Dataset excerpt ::
## start
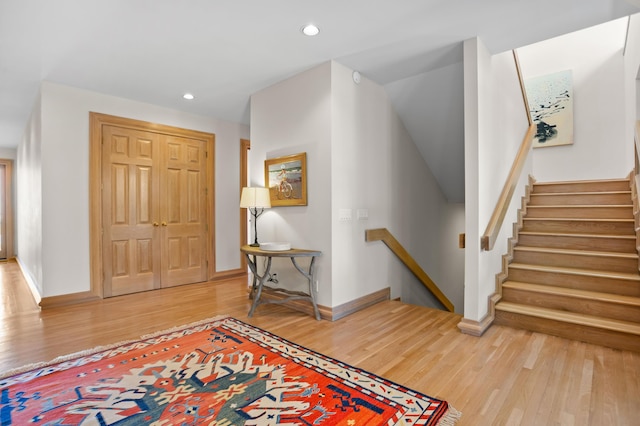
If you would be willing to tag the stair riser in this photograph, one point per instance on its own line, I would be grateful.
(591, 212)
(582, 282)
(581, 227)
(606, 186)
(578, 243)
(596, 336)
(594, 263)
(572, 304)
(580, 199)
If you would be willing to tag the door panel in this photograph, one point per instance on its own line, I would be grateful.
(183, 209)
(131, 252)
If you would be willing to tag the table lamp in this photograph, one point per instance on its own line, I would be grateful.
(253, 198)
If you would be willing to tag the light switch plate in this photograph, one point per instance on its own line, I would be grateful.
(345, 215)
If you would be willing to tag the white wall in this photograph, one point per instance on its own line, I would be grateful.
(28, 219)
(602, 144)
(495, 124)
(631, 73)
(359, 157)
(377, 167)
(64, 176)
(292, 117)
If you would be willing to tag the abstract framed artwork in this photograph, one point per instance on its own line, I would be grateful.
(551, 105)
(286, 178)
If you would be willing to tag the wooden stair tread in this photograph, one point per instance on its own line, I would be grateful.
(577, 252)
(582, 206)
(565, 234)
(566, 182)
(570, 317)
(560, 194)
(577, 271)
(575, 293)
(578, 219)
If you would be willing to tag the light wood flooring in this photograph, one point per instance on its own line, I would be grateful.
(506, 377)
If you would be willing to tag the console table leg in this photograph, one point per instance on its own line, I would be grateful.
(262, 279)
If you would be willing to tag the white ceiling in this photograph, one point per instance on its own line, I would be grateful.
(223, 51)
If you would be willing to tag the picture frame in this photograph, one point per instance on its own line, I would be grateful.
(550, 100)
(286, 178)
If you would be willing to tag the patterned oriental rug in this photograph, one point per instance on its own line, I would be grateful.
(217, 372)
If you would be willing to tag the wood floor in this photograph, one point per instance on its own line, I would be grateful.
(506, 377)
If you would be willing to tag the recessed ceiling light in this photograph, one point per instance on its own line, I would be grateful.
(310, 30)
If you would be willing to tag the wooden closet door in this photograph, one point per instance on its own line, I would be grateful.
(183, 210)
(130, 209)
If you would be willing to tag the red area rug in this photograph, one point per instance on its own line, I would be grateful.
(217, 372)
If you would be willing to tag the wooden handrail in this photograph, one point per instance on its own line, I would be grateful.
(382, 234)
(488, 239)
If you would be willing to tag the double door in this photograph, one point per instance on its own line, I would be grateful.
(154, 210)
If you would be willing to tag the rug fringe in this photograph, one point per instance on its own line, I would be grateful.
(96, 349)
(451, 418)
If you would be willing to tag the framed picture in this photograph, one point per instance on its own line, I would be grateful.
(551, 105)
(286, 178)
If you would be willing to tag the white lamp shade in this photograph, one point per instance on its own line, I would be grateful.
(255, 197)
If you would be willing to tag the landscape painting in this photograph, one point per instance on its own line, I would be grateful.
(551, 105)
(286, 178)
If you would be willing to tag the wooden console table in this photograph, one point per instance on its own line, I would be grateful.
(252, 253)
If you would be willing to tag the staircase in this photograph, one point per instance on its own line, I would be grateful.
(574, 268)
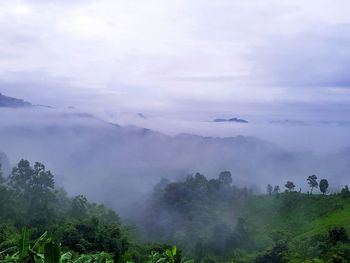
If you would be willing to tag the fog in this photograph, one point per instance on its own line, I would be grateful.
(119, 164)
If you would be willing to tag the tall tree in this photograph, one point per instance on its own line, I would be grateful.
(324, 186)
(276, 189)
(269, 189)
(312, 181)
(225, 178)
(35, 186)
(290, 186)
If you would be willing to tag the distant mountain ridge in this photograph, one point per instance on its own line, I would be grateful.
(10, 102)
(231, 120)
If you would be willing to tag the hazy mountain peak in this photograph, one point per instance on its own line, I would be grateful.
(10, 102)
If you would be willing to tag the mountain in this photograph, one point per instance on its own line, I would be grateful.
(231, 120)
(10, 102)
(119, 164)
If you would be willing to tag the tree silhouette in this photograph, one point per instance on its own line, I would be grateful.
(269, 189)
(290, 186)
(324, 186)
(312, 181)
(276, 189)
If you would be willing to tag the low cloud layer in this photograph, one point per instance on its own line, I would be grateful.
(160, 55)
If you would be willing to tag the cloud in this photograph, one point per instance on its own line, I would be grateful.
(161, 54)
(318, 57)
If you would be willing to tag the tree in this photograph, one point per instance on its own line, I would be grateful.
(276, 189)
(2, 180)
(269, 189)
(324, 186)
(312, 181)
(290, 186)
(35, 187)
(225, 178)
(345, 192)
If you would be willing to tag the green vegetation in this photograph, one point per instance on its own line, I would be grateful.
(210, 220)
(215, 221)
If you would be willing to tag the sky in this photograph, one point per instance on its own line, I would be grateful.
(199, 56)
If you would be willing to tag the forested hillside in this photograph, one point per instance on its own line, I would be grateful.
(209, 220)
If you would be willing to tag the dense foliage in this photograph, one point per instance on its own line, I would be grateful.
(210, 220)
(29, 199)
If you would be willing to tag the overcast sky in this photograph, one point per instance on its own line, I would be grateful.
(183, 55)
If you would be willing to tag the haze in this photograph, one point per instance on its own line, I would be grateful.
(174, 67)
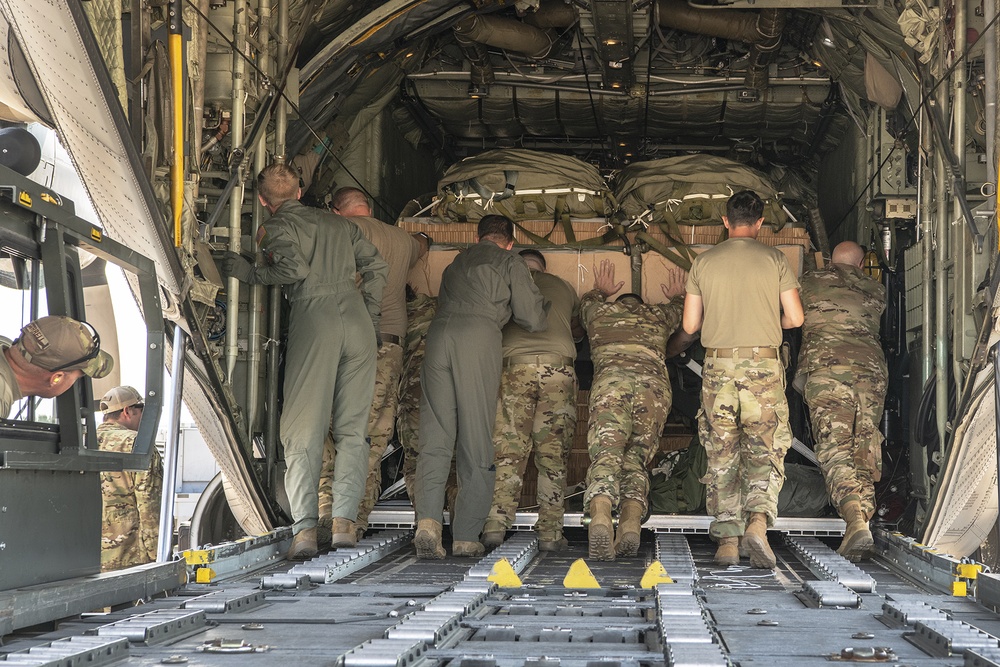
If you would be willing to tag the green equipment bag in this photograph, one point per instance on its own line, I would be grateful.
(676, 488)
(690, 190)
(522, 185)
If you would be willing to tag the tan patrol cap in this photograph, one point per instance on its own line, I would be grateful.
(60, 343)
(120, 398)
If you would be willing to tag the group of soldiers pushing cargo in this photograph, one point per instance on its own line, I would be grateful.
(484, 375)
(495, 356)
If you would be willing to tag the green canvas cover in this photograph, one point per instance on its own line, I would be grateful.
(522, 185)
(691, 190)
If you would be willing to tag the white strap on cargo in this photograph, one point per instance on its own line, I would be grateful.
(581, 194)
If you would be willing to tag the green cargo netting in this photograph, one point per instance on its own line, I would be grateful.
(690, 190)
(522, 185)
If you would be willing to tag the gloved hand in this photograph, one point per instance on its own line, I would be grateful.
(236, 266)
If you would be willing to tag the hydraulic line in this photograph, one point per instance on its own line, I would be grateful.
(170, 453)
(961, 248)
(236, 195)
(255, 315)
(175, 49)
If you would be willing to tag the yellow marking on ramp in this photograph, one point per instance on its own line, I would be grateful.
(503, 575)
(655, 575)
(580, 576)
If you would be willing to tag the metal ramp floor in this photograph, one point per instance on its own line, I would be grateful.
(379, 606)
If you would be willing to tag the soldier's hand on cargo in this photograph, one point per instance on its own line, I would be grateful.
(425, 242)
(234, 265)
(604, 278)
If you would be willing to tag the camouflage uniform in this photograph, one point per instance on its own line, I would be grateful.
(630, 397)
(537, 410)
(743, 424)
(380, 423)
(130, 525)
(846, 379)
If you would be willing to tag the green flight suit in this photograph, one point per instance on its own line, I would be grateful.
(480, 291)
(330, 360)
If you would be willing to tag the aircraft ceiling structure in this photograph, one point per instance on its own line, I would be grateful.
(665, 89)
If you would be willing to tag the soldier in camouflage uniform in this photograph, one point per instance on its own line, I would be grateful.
## end
Copy out every line of the listing above word for word, leaving out the pictures.

Expected answer ::
If you would be willing to tag the stair riser in this photograph, one point per instance on its own line, I would be grateful.
(591, 212)
(582, 282)
(581, 227)
(606, 186)
(578, 243)
(596, 336)
(594, 263)
(572, 304)
(580, 199)
If you would be willing to tag the door panel in this photograph, one point per instance on its own line, I would be grateful.
(183, 209)
(131, 252)
If you would be willing to tag the table lamp in this photograph, one point per instance on its own line, I would be grateful.
(253, 198)
If you would be willing to tag the light switch plate in this photograph, one point per instance on its own line, I would be grateful.
(345, 215)
If you would be willing to tag the white wall in this photograph, one point per instance on its own line, I would be grateful.
(28, 219)
(602, 144)
(495, 124)
(631, 73)
(359, 157)
(377, 167)
(64, 176)
(292, 117)
If you would be willing to tag the abstract framed artwork in this photograph, one point per instance on its own line, I would be grateful.
(551, 105)
(286, 178)
If you would be willing to tag the wooden stair tread in this photograph, one point per instance on its own line, I would be grateful.
(577, 252)
(582, 206)
(565, 234)
(566, 182)
(570, 317)
(560, 194)
(577, 271)
(575, 293)
(578, 219)
If you would be willing to tag the light wood flooring in this photograph, one point per instance on its own line, I would be grateful.
(506, 377)
If you would be willing to tag the console table leg in this photograph, one point per instance on its own line, I would be grateful.
(262, 279)
If you would be willing to tag the white ceiling in this photograph, one point per instance on its own line, I would be grateful.
(223, 51)
If you would be willing to tag the picture frame in this photograph, one point per instance on its own line, I would be grateful.
(550, 100)
(286, 178)
If you would be willing to tag the patterned oriental rug in this photograph, one point per instance on its own line, I would be grateful.
(217, 372)
If you would be willing to tag the wood floor in this photograph, one point per instance on its own line, I would be grateful.
(506, 377)
If you would be willing to tag the recessed ceiling light in this photograph, one point per instance on its own line, I would be grateful.
(310, 30)
If you would be willing to tag the wooden closet door in this photograph, one point per instance on its own line, I would be grateful.
(183, 210)
(130, 209)
If you would be willing to tag the red area rug in this photograph, one point per instance on its own line, I would be grateful.
(217, 372)
If you would be willing to tag the wooden handrail in this photograph, one point per instance on its own line, I would be grateful.
(382, 234)
(488, 239)
If you would be willing to tag the double door in this photograph, one point per instance on its own line, I would be grateful.
(154, 210)
If you would be willing to tag the rug fringe in this photograph, one point per instance on its own line, I would be grateful.
(96, 349)
(451, 418)
If you would be willing to tag the framed picture in this photograph, one point per instance on its own line, I would be grateful.
(551, 105)
(286, 178)
If you would be willing to tag the white lamp shade in this photograph, one point per instance on its own line, I would be grateful.
(255, 197)
If you would be willing to tag the landscape painting in this photograph, one point per instance on its own line, I would be grateful.
(551, 105)
(286, 178)
If you would be willing to tag the wooden console table in this photograph, one point per instance on its own line, I would be grateful.
(252, 253)
If you would be willing to tag the staircase in this photograph, one point per instance on its own line, I would be grateful.
(574, 268)
If you would be willing to tag the fog in this photograph, one point per instance on its own line, I would be grateful.
(119, 164)
If you would be willing to tag the tall tree in this photograph, one point per instance on its own line, I would be grateful.
(324, 186)
(276, 189)
(269, 189)
(312, 181)
(225, 178)
(35, 186)
(290, 186)
If you would be willing to tag the distant mountain ridge in this photograph, one point per instance on its own line, I would be grateful.
(10, 102)
(231, 120)
If you would be willing to tag the hazy mountain peak in this photograph, one point per instance on its own line, I would be grateful.
(10, 102)
If you would be willing to tag the mountain in this photograph, one point per instance on its own line, I would be grateful.
(231, 120)
(10, 102)
(119, 164)
If you would be willing to tag the tree silhouette in this photograph, one point per instance on its own line, I would be grateful.
(269, 189)
(290, 186)
(324, 186)
(312, 181)
(276, 189)
If you would be willing to tag the low cloud layer in this photograph, one point per instance on its own line, I would be grateful.
(160, 55)
If you would be willing to tag the cloud in this photograph, one point per instance on its own line, I would be grateful.
(161, 54)
(318, 57)
If you would be willing to tag the tree in this photograph, one point per instance on its own line, I would be grateful.
(276, 189)
(2, 180)
(269, 189)
(324, 186)
(312, 181)
(290, 186)
(35, 187)
(225, 178)
(345, 192)
If you would be willing to tag the green vegetation in this photograph, one point per instance on its own line, I would be grateful.
(210, 220)
(215, 221)
If you would be willing to tag the sky in this photograph, one point per instance on its own line, I would be grateful.
(199, 56)
If you would be willing to tag the forested hillside in this photograph, one point per instance on its own line, I would be grateful.
(209, 220)
If you would be willing to tag the dense foliage in this photograph, one point per instance on its own line, I would be grateful.
(210, 220)
(29, 199)
If you would be willing to tag the overcast sky in this photograph, one point per instance on its own line, I would be grateful.
(183, 55)
If you would be willing to tag the haze in this photograph, one point per instance on its own line, I would be grateful.
(174, 67)
If you would be willing to tag the green equipment bag in this photograph, one point per instance on its own line, I would be grateful.
(676, 488)
(690, 190)
(522, 185)
If you would be willing to tag the tan patrol cap in this photograph, one point per instance on its own line, I would be grateful.
(60, 343)
(120, 398)
If you would be willing to tag the group of soldiers pushing cargo in this photograph, one point per instance on its own line, I would be grateful.
(484, 375)
(495, 356)
If you would be willing to tag the green canvas cover in this photograph, one point per instance on its own line, I would be grateful.
(522, 185)
(691, 190)
If you would be willing to tag the white strap on cargo in this photograph, one point per instance on its own line, I would be grateful.
(581, 194)
If you would be willing to tag the green cargo netting in this photograph, one point per instance on its own line, I would be grateful.
(690, 190)
(522, 185)
If you would be willing to tag the gloved hand in this photograph, one point per instance on its own line, I would be grateful.
(236, 266)
If you would be willing to tag the hydraulic line in this photograph, one point per instance on its own line, I would be grateful.
(170, 453)
(961, 248)
(236, 195)
(255, 315)
(175, 49)
If you would be willing to tag the yellow marking on ramp in this photograph, one point per instance on its own line, I would be grateful.
(503, 575)
(655, 575)
(580, 576)
If you would be willing to tag the metal ramp floor in this photograph, one point per instance on its own line, I would be grateful.
(379, 606)
If you would be willing to tag the soldier's hand on cargo in this photograph, one point per instance on its own line, I would be grateful.
(425, 242)
(234, 265)
(604, 278)
If you would be willing to tag the camouflage uniform in this photograph, one point per instance on its own line, I would be grateful.
(630, 397)
(537, 410)
(743, 424)
(380, 423)
(130, 525)
(846, 379)
If you would be willing to tag the green flight suit in this photograph, one point per instance on its own line, I would be grateful.
(480, 291)
(330, 360)
If you would be willing to tag the aircraft ceiling structure in this photograph, one point per instance on its own line, I would be grateful.
(665, 89)
If you would be willing to tag the soldier in camouflage uniform in this photograph, one point per instance on its own line, I would be grateful.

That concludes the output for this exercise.